Referring expression pointing data:
[Start of Attachment]

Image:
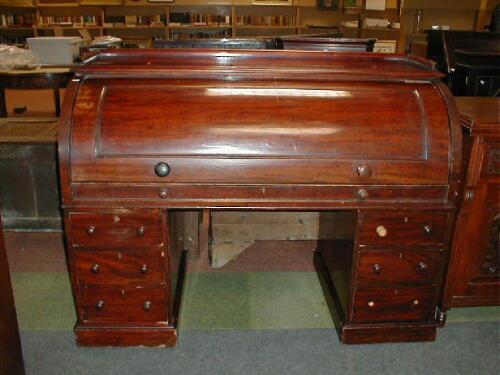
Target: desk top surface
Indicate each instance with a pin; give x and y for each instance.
(260, 64)
(42, 70)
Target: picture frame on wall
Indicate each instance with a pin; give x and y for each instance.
(327, 4)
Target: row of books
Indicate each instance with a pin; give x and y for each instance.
(69, 21)
(178, 19)
(17, 20)
(219, 34)
(256, 20)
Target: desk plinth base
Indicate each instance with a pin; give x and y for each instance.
(358, 334)
(126, 336)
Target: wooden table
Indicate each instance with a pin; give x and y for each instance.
(474, 273)
(53, 78)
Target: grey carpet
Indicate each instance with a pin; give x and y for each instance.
(461, 348)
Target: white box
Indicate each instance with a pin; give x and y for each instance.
(375, 22)
(375, 5)
(56, 50)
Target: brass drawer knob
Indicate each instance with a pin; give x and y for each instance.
(423, 267)
(362, 194)
(99, 306)
(95, 268)
(381, 231)
(364, 170)
(162, 169)
(163, 193)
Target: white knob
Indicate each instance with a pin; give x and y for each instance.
(381, 231)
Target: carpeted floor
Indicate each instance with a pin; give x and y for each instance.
(237, 320)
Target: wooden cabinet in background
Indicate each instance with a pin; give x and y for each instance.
(474, 274)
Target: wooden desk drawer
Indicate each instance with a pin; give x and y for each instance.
(401, 304)
(116, 230)
(403, 229)
(114, 267)
(379, 267)
(114, 305)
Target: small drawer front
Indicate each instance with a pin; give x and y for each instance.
(115, 229)
(403, 229)
(114, 305)
(402, 304)
(115, 267)
(381, 267)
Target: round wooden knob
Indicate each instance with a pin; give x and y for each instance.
(362, 194)
(162, 169)
(95, 268)
(99, 306)
(423, 266)
(163, 193)
(381, 231)
(364, 170)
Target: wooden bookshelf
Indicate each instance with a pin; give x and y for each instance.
(113, 17)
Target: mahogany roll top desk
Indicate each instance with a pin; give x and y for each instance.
(145, 133)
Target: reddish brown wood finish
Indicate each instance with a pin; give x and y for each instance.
(383, 267)
(11, 357)
(262, 130)
(474, 273)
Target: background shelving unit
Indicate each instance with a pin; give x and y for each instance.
(141, 19)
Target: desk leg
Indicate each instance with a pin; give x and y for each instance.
(3, 102)
(57, 101)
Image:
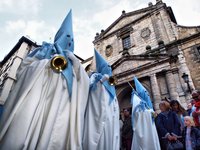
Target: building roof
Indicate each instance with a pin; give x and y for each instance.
(144, 12)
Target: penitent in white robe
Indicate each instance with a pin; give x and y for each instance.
(145, 135)
(39, 113)
(101, 130)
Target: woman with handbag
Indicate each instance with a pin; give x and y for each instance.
(168, 126)
(191, 135)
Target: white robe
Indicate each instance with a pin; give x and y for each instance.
(101, 130)
(145, 135)
(39, 113)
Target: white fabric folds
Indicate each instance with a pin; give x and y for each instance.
(101, 131)
(39, 113)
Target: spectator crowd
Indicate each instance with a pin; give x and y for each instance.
(177, 128)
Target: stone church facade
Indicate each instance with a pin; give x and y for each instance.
(149, 44)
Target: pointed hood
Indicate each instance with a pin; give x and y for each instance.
(142, 92)
(64, 37)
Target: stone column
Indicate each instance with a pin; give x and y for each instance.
(171, 84)
(155, 91)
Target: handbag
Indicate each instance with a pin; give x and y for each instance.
(175, 145)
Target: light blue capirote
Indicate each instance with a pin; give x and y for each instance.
(63, 42)
(143, 93)
(103, 68)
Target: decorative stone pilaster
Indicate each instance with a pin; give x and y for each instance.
(171, 84)
(155, 91)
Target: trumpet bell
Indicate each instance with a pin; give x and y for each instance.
(112, 80)
(58, 63)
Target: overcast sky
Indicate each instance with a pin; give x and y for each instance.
(40, 19)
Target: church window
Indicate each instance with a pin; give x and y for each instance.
(126, 41)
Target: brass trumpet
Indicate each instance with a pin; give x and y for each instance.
(58, 63)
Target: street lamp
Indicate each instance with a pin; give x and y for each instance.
(186, 79)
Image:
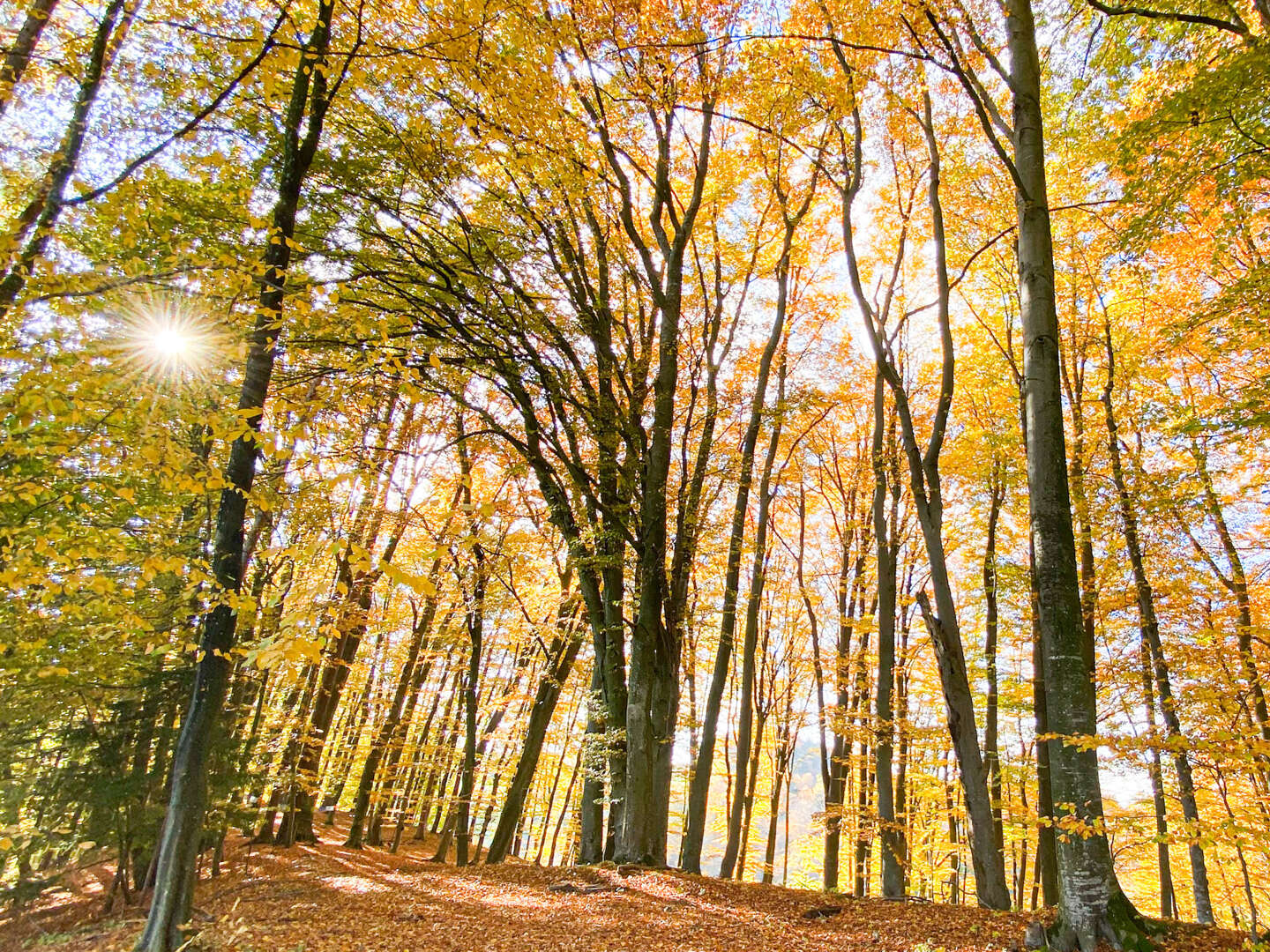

[End of Attachment]

Assignment: Transcribe all of the records above character for character. Exclude the pictures.

Reply:
Image:
Target: desk top surface
Indicate each instance with a pin; give x and y for each instance.
(260, 64)
(42, 70)
Target: picture frame on wall
Indicate each instance with a pin; give x and y for each instance.
(327, 4)
Target: row of books
Indicate each instance with a pin; give x and y for each instance.
(69, 21)
(178, 19)
(17, 20)
(219, 34)
(256, 20)
Target: desk plinth base
Indicate each instance with a pin; give x and y for each instance.
(358, 334)
(126, 336)
Target: wooden table
Indicate each instance with a pin; give x and y for each instance.
(474, 273)
(53, 78)
Target: grey carpet
Indicate each instance with a pin; give x and y for each instance.
(461, 348)
Target: white box
Indicate each instance with a pin; give x and y for each instance.
(375, 22)
(375, 5)
(56, 50)
Target: brass drawer knob
Indicate each instance with a pin; give x and y for each instance.
(423, 267)
(362, 194)
(99, 306)
(95, 268)
(381, 231)
(364, 170)
(162, 169)
(163, 193)
Target: white knob
Indicate each instance with a pin; give x and y for each instance.
(381, 231)
Target: carpeted floor
Indicate each instance with a pin; give x and y for each instance.
(237, 320)
Target: wooden cabinet in background
Indicate each instance with a pin; give x and y for each instance.
(474, 274)
Target: wooden desk drawer
Indicate each instance with a pin; give x and y for each instance.
(401, 304)
(116, 230)
(403, 229)
(114, 267)
(379, 267)
(114, 305)
Target: small drawer front
Indicate each instance with a pin; give x and y for each instance.
(115, 229)
(403, 229)
(114, 305)
(402, 304)
(115, 267)
(381, 267)
Target: round wooden knob
Indicate each instance with a pin; give x and y for each instance.
(362, 194)
(162, 169)
(95, 268)
(99, 306)
(423, 266)
(163, 193)
(381, 231)
(364, 170)
Target: wooden bookshelf
Indicate each instance with a pin; give x and y for each instance.
(113, 17)
Target: mahogany roll top desk
Indicate each instance with a pin; give x and y for each instance.
(145, 133)
Target: reddish brown wood finish
Indicate each instance with a pin; give x and y for each instance.
(383, 267)
(11, 357)
(262, 130)
(474, 273)
Target: background shelving unit
Indicate each instance with a pin; give x and y for each instance.
(141, 19)
Target: desk leg
Indicate each instance with a pin; give x and y for each instance.
(3, 102)
(57, 101)
Image:
Target: building roof
Indicate each instance with a pin; give x and y for each instance.
(144, 12)
Target: penitent in white robe
Indicate each instance with a pin; give x and y for each instance.
(145, 135)
(39, 113)
(101, 130)
Target: woman with handbag
Indicate each instance with a pin; give x and y for each instance.
(168, 126)
(191, 135)
Target: white robe
Indicate each instance with a pin; give x and y for each instance.
(101, 130)
(145, 135)
(39, 113)
Target: white fabric folds
Indicate each instance with a pin; give x and y for each instance.
(101, 131)
(39, 113)
Target: spectator crowd
Indicate each instance with a pin; give x and y for each instance.
(177, 128)
Target: stone church facade
Indicate each instance with a pin; give x and y for each instance.
(149, 44)
Target: pointed hood
Indicate each instance with a pin; give x and y for each instance.
(142, 92)
(64, 37)
Target: stone column
Indicate each instance with a pin; give x and y for each instance.
(171, 84)
(155, 91)
Target: handbag
Indicate each instance with a pin; give x and y for each instance.
(175, 145)
Target: light blue capirote
Indicate each instance with a pin; give x and y for each instance.
(63, 42)
(143, 93)
(103, 68)
Target: decorative stone pilaster
Indicate each instance with a pin; give x and y for each instance.
(171, 84)
(155, 91)
Target: trumpet bell
Indicate each instance with a pin; give x and y for each instance.
(112, 80)
(58, 63)
Target: overcast sky
Indicate each instance with a pin; give x and y for each instance.
(40, 19)
Target: church window
Indicate each instance with a pin; give x and y for each instance.
(126, 41)
Target: brass trumpet
Indicate each instance with a pin; give x and y for each instance.
(58, 63)
Target: street lamp
Indicate each instance with a pin; give x and y for each instance.
(186, 79)
Image:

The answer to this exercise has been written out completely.